TASK INSTRUCTIONS = Reproduce the passage about Sprague Mountain below word for word, leaving nothing out and adding nothing.

Mountain in the state of Colorado

Sprague Mountain is a 12713 ft mountain summit on the boundary shared by Grand County and Larimer County, in Colorado, United States. It is set on the Continental Divide in the Front Range of the Rocky Mountains, and 12.5 mi west of the community of Estes Park. Precipitation runoff from the mountain's east side drains into tributaries of the Big Thompson River and the west slope drains into headwaters of Tonahutu Creek which flows to Grand Lake. Topographic relief is significant as the summit rises over 1900 ft above Tonahutu Creek in one mile. The peak is visible from Trail Ridge Road.

== Etymology ==
Abner Erwin Sprague (1850–1943) was one of the early settlers of Estes Park who homesteaded in the nearby Moraine Park area in 1874. Other landforms in the national park bearing his name include Sprague Lake, Sprague Glacier, and Sprague Pass. The mountain's toponym has been officially adopted by the United States Board on Geographic Names.

SOURCE INFORMATION =
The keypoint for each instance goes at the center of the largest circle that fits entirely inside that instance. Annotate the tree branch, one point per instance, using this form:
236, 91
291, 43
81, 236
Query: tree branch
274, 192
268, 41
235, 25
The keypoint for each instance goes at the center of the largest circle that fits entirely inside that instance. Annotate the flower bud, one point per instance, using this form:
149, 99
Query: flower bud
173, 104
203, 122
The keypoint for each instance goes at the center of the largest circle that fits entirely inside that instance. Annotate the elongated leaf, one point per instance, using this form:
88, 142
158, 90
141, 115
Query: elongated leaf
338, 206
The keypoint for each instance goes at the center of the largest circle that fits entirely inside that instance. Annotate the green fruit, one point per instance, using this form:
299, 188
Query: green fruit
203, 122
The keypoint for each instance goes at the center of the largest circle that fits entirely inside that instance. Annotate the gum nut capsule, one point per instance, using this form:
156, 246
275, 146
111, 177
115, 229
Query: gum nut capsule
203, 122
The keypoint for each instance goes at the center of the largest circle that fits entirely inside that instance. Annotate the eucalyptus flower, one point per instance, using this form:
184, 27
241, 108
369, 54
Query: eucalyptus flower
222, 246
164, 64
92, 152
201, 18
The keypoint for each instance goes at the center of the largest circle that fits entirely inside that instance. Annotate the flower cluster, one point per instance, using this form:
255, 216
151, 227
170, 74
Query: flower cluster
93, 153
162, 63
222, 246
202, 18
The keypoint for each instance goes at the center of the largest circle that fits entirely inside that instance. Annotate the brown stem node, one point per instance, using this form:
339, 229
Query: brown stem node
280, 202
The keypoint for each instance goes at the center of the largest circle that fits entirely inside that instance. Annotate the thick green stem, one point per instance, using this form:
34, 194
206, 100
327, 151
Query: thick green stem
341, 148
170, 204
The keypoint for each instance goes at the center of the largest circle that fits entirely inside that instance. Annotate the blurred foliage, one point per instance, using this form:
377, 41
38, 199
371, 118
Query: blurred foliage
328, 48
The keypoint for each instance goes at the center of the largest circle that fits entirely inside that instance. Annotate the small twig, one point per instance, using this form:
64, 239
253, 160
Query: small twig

ANSWER BOX =
Mountain in the state of Colorado

Sprague Mountain is a 12713 ft mountain summit on the boundary shared by Grand County and Larimer County, in Colorado, United States. It is set on the Continental Divide in the Front Range of the Rocky Mountains, and 12.5 mi west of the community of Estes Park. Precipitation runoff from the mountain's east side drains into tributaries of the Big Thompson River and the west slope drains into headwaters of Tonahutu Creek which flows to Grand Lake. Topographic relief is significant as the summit rises over 1900 ft above Tonahutu Creek in one mile. The peak is visible from Trail Ridge Road.

== Etymology ==
Abner Erwin Sprague (1850–1943) was one of the early settlers of Estes Park who homesteaded in the nearby Moraine Park area in 1874. Other landforms in the national park bearing his name include Sprague Lake, Sprague Glacier, and Sprague Pass. The mountain's toponym has been officially adopted by the United States Board on Geographic Names.